▶ _REQUEST_
From the line with "Definition of the keypoint: for every instance of the cake" to the final line of the records, reproduce every line exactly and only those lines.

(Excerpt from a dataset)
|---|

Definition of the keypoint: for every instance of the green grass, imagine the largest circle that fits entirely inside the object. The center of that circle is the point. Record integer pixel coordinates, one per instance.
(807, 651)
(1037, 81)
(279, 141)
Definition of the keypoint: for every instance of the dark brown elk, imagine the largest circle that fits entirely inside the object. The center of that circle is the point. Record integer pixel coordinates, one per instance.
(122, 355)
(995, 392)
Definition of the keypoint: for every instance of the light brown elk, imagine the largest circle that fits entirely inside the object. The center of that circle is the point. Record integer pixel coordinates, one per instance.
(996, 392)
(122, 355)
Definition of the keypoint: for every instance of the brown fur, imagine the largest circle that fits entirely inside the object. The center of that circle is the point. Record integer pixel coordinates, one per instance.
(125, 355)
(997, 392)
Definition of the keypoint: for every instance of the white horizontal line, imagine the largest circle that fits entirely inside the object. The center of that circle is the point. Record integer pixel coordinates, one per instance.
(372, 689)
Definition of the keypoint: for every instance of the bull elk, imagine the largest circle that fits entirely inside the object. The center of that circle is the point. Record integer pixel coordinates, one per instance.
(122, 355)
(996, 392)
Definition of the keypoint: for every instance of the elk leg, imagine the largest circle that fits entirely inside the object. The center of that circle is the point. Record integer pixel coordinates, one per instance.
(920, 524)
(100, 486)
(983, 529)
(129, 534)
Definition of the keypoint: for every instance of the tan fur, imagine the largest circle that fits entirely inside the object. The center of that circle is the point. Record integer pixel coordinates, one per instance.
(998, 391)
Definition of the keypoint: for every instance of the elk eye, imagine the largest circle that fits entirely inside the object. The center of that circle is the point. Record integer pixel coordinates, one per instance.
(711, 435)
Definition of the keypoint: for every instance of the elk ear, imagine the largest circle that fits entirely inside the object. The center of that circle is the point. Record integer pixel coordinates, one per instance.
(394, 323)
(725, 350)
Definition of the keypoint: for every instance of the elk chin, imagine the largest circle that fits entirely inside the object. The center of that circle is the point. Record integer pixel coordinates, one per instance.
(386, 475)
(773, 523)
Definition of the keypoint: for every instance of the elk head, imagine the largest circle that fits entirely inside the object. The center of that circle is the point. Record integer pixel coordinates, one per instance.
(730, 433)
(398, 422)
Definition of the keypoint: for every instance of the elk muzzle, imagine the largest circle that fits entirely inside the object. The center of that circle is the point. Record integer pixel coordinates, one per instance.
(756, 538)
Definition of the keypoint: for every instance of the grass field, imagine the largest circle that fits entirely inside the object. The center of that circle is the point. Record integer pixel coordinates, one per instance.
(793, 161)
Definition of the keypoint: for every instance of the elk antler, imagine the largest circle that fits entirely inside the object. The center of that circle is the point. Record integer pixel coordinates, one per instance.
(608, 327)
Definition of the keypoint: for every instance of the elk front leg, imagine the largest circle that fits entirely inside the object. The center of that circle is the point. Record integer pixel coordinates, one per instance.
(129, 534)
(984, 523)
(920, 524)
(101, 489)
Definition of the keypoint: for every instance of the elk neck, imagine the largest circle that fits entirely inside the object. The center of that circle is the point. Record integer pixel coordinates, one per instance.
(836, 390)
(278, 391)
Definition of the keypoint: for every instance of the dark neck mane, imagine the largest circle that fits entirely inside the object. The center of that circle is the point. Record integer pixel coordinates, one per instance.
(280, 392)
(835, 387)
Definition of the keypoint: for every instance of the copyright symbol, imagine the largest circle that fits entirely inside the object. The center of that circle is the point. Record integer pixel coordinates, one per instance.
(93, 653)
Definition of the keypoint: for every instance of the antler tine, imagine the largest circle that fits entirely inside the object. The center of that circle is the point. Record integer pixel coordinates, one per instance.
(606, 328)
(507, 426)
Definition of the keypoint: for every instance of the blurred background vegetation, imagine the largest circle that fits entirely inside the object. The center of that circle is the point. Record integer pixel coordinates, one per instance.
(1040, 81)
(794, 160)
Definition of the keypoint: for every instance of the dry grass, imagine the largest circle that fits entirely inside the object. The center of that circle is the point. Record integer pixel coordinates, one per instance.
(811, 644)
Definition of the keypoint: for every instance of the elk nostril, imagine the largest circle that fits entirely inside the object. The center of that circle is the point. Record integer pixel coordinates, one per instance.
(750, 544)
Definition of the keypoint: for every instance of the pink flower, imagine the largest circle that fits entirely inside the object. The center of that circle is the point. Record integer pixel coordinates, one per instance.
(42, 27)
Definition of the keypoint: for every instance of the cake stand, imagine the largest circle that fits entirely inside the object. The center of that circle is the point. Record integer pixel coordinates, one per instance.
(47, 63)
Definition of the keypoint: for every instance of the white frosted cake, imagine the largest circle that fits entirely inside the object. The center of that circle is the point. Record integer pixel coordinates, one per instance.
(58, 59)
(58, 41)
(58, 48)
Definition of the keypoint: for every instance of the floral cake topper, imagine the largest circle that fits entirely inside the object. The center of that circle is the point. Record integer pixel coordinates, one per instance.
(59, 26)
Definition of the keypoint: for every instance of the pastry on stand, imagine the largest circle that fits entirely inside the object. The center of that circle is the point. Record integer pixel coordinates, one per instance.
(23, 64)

|---|

▶ _WRITTEN ANSWER_
Definition of the keypoint: for every instance of the cake stand, imagine the largest circle that fits entirely inside the object. The center of that circle is the point. Record integer pixel coordinates, one per instance.
(47, 63)
Definition of the keypoint: for every instance of the white frosted cake, imagine the largest circle that fits entirely inside the object. The center of that circle is the point. Record integer pixel coordinates, one per instance.
(58, 59)
(58, 41)
(58, 48)
Definition of the keypoint: for every instance of the floral cake topper, imagine the largest circle that fits entirely inside the object. The center of that circle is the point. Record integer pixel coordinates, one per instance.
(59, 26)
Definition of the keypoint: for every instance of the pastry on stand, imagine the largest circle that fits entirely inside the object. The center of that circle is the point. Record integer pixel coordinates, one per instance.
(23, 64)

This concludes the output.